→ **INPUT RECORDS**

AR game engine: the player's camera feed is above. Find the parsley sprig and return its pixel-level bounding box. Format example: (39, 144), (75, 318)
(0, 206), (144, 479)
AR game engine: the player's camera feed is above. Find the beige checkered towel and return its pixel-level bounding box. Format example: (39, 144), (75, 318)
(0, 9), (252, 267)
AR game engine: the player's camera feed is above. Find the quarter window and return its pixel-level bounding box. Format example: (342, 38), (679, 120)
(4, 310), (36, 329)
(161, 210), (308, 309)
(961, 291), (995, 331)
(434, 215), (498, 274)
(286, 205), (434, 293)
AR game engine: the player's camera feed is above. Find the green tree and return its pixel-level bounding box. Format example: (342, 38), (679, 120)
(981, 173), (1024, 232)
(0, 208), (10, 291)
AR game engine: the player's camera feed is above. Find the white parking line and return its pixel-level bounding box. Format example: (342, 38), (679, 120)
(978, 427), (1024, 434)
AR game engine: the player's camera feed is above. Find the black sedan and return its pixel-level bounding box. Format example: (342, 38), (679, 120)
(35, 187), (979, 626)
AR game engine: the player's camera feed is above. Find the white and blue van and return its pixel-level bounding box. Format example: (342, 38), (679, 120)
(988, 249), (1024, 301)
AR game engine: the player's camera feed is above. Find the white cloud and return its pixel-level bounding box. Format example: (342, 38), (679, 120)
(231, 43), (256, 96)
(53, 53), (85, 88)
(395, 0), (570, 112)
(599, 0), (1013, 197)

→ **WORK REQUIRED**
Put the lines above into a numbered list and leave out any blank lines.

→ **TASK SOLUTION**
1. AR game engine: the player's camera feed is above. Find the parsley sprig and return its pixel-level bounding box. Format example: (39, 144), (75, 318)
2. (0, 206), (144, 479)
3. AR game engine: the player's camera feed is above. Find the beige checkered towel and return its pixel-level bounding box. Format example: (39, 144), (75, 318)
4. (0, 9), (252, 267)
5. AR game engine: the player's camera feed is above. Find the quarter window and return its pixel-level bounding box. Format example: (342, 38), (679, 120)
6. (4, 310), (36, 329)
7. (161, 210), (308, 309)
8. (961, 291), (995, 331)
9. (434, 215), (498, 274)
10. (286, 205), (434, 293)
11. AR game engine: the player's camera feed is above. Find the green tree and return its pixel-level bounding box. Format example: (342, 38), (679, 120)
12. (981, 173), (1024, 232)
13. (0, 208), (10, 291)
14. AR game engine: the player's camera feed is above. Find the white parking line and return its pixel-level bounding box. Format example: (342, 38), (679, 120)
15. (978, 427), (1024, 434)
16. AR game engine: the player's camera feed is above. Find the black sedan and return its pixel-level bounding box. Format example: (342, 38), (679, 120)
17. (35, 187), (979, 626)
18. AR game engine: the player's camera feed is above. Find the white and blue van and return its pixel-level bounding box. Format example: (342, 38), (679, 120)
19. (988, 249), (1024, 301)
20. AR game engine: the player's camera feed is above. Find the white cloud and return its pixel-level bounding box. Format example: (342, 38), (679, 120)
21. (231, 43), (256, 96)
22. (53, 53), (85, 88)
23. (395, 0), (570, 112)
24. (599, 0), (1013, 197)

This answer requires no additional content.